Travail à faire ::
**1.** Recopiez sans rien changer le passage de l'extrait sur l'avoir fiscal qui va de « Au moment même » à « devant l'impôt ? », ces deux bornes comprises.
**2.** Poursuivez l'extrait du débat sur l'avoir fiscal après sa dernière phrase.

Extrait du texte ::
--*--
Au moment même où l'on est à la recherche d'économies de plusieurs millions d'euros, vous me permettrez de penser que le groupe communiste républicain et citoyen pourrait utilement vous apporter sa contribution si cet amendement était adopté. (Sourires.)
De son côté, la commission des finances a souhaité, par la voix de son rapporteur général, réduire encore de 100 millions d'euros le déficit budgétaire de 2003. Dès lors, cet amendement ne peut recueillir qu'un avis favorable de la commission.
Le fait que l'article 7 génère une rentrée fiscale de 275 millions d'euros, comme je viens de le dire, montre que l'avoir fiscal ne jouit plus, aujourd'hui, de la neutralité fiscale qu'il avait à l'origine et qu'il participe en fait d'un ensemble de mesures favorables aux revenus financiers, y compris ceux des entreprises. Ne vient-il pas rompre le principe d'égalité devant l'impôt ?
--*--
Lignes fournies ::
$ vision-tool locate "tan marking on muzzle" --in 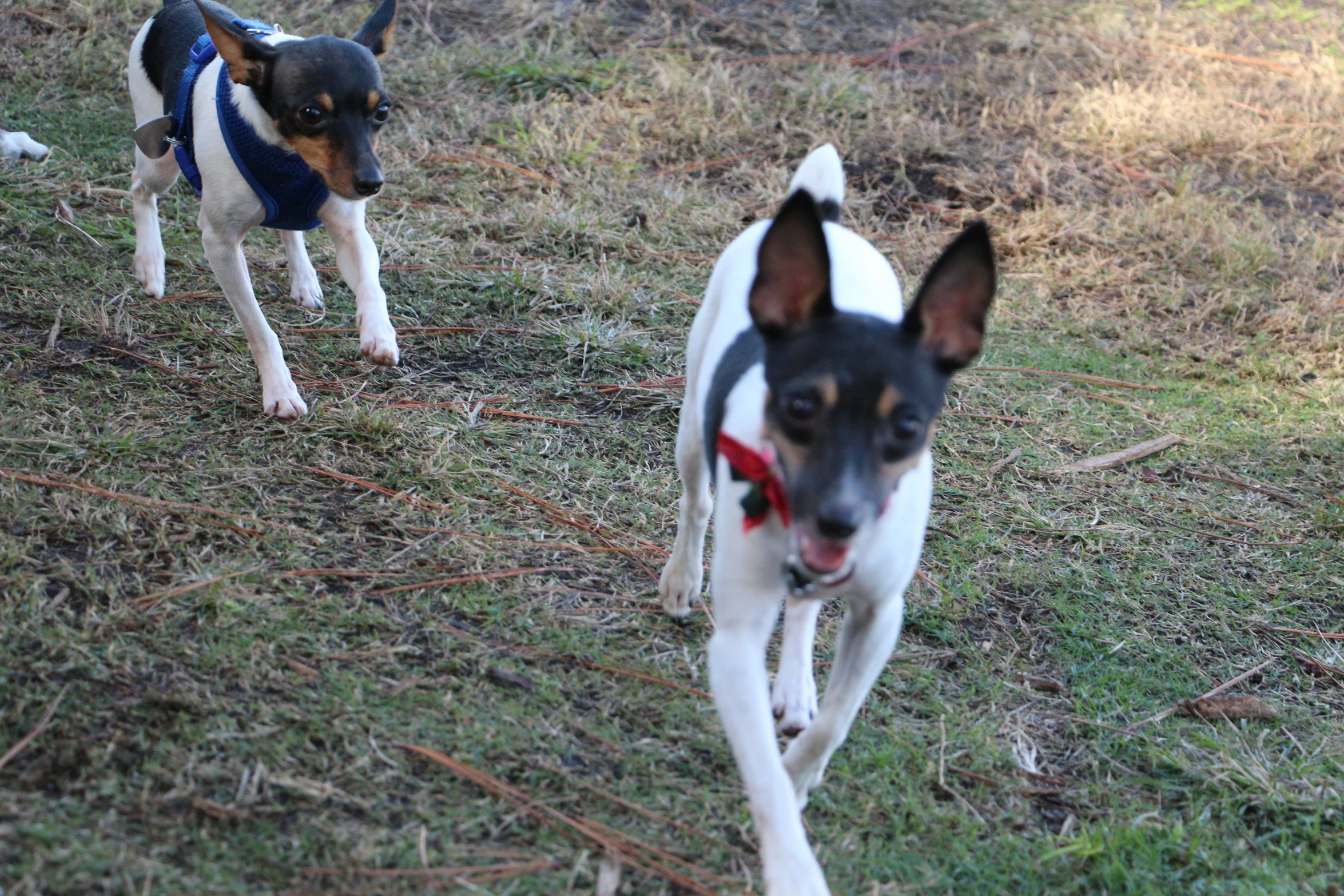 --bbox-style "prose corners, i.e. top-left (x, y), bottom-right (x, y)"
top-left (289, 134), bottom-right (360, 199)
top-left (878, 383), bottom-right (901, 418)
top-left (814, 373), bottom-right (840, 407)
top-left (882, 422), bottom-right (938, 492)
--*--
Corrigé de l'exercice ::
**1.**
Au moment même où l'on est à la recherche d'économies de plusieurs millions d'euros, vous me permettrez de penser que le groupe communiste républicain et citoyen pourrait utilement vous apporter sa contribution si cet amendement était adopté. (Sourires.)
De son côté, la commission des finances a souhaité, par la voix de son rapporteur général, réduire encore de 100 millions d'euros le déficit budgétaire de 2003. Dès lors, cet amendement ne peut recueillir qu'un avis favorable de la commission.
Le fait que l'article 7 génère une rentrée fiscale de 275 millions d'euros, comme je viens de le dire, montre que l'avoir fiscal ne jouit plus, aujourd'hui, de la neutralité fiscale qu'il avait à l'origine et qu'il participe en fait d'un ensemble de mesures favorables aux revenus financiers, y compris ceux des entreprises. Ne vient-il pas rompre le principe d'égalité devant l'impôt ?

**2.**
On sait, de plus, que l'existence même de l'avoir fiscal est menacée, puisque notre pays est l'un des derniers de l'Union européenne à continuer de le pratiquer.
Cet amendement visant à apporter un rendement fiscal supplémentaire, nous pensons que le Sénat, dans sa sagesse, pourrait tout à fait l'adopter.
M. le président. Quel est l'avis de la commission ?
M. Philippe Marini, rapporteur général. L'article 7 de ce projet de loi de finances a pour objet de réduire de 15 % à 10 % le taux de l'avoir fiscal pour les personnes autres que les personnes physiques et les sociétés bénéficiant du régime des sociétés mères et filiales ; c'est donc la poursuite d'une décroissance du taux de l'avoir fiscal entamée depuis plusieurs années s'agissant des personnes morales.
Puisque vous avez lu avec intérêt - vous nous l'avez dit - le rapport écrit de la commission, vous avez pu observer que, sur l'article 7, il est assez critique. La commission est disposée à « laisser passer » cette diminution du taux de l'avoir fiscal à l'égard des personnes morales parce qu'elle a le sentiment que la disposition se situe dans le contexte d'une réforme globale.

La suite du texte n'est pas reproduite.